*Reading text:*
========

The Port of Los Angeles is no longer the nation's leading port, further evidence that the U.S.-China trade war is scrambling the deck chairs of U.S. trade.

Laredo, a city of 260,000 hard on the U.S.-Mexico border, is.

In the month of March, the latest U.S. Census Bureau data available, Port Laredo's trade was $20.09 billion while trade through the Los Angeles port's was $19.66 billion. Laredo's trade was up 9.52% from February while the Port of Los Angeles' trade was down 10.01%.

Although it is just one month of trade, and although the Port of Los Angeles remains the nation's top-ranked port year-to-date among the more than 450 airports, seaports and border crossings, it is just one more sign that President Trump's efforts to force change in China's policies is having an impact.

In previous columns, I have written how China went from buying 57% of all U.S. soybeans to dropping 94.75% in one month. I have written about how China went from being the second-leading buyer of U.S. oil to buying none. I have written about how U.S. trade with China fell fasterearlier this year than at any time in at least 17 years. I have written that China now accounts for a lower percentage of U.S. imports than at any time since 2012. And I have written that Mexico is now the United States' leading trade partner, having replace China.

And now this.

At work, in part, is how important Mexico trade is to Laredo and how important China trade is to Los Angeles. Laredo, in particular.

No other port has handled more trade with one country than Laredo does with Mexico, more than $228 billion in 2018. That''s because last year and this year, Mexico has accounted for more than 97% of all Port Laredo trade.

========

*Supplied data:*
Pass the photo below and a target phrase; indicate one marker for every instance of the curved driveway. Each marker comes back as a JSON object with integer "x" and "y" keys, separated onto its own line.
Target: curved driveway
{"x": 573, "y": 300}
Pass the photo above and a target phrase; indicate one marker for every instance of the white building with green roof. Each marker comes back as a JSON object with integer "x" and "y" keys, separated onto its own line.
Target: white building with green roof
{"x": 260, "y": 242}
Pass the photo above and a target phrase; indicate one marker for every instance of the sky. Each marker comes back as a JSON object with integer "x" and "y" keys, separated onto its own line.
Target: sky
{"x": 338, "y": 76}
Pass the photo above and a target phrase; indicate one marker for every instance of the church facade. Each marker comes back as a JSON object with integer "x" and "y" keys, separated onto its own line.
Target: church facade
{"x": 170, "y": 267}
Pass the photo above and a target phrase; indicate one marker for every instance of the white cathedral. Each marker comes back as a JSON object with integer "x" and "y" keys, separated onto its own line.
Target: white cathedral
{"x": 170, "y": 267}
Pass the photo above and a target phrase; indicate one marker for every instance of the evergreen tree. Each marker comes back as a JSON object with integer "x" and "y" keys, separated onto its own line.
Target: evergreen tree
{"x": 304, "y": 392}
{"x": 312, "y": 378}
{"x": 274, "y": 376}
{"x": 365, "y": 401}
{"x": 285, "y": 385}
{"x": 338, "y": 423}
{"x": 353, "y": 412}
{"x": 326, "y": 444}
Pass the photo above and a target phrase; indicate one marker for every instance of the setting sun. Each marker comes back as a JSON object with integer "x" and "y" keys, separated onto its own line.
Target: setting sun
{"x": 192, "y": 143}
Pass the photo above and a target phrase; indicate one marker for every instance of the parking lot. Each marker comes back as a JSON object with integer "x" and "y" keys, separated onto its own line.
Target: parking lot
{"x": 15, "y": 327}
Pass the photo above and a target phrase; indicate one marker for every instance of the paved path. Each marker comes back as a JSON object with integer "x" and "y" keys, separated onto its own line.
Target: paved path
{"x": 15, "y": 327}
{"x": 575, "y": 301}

========

*Exercise aim:* Reproduce the passage above about Port Laredo overtaking the Port of Los Angeles in full, without changing a single word or mark.

*Exercise response:*
The Port of Los Angeles is no longer the nation's leading port, further evidence that the U.S.-China trade war is scrambling the deck chairs of U.S. trade.

Laredo, a city of 260,000 hard on the U.S.-Mexico border, is.

In the month of March, the latest U.S. Census Bureau data available, Port Laredo's trade was $20.09 billion while trade through the Los Angeles port's was $19.66 billion. Laredo's trade was up 9.52% from February while the Port of Los Angeles' trade was down 10.01%.

Although it is just one month of trade, and although the Port of Los Angeles remains the nation's top-ranked port year-to-date among the more than 450 airports, seaports and border crossings, it is just one more sign that President Trump's efforts to force change in China's policies is having an impact.

In previous columns, I have written how China went from buying 57% of all U.S. soybeans to dropping 94.75% in one month. I have written about how China went from being the second-leading buyer of U.S. oil to buying none. I have written about how U.S. trade with China fell fasterearlier this year than at any time in at least 17 years. I have written that China now accounts for a lower percentage of U.S. imports than at any time since 2012. And I have written that Mexico is now the United States' leading trade partner, having replace China.

And now this.

At work, in part, is how important Mexico trade is to Laredo and how important China trade is to Los Angeles. Laredo, in particular.

No other port has handled more trade with one country than Laredo does with Mexico, more than $228 billion in 2018. That''s because last year and this year, Mexico has accounted for more than 97% of all Port Laredo trade.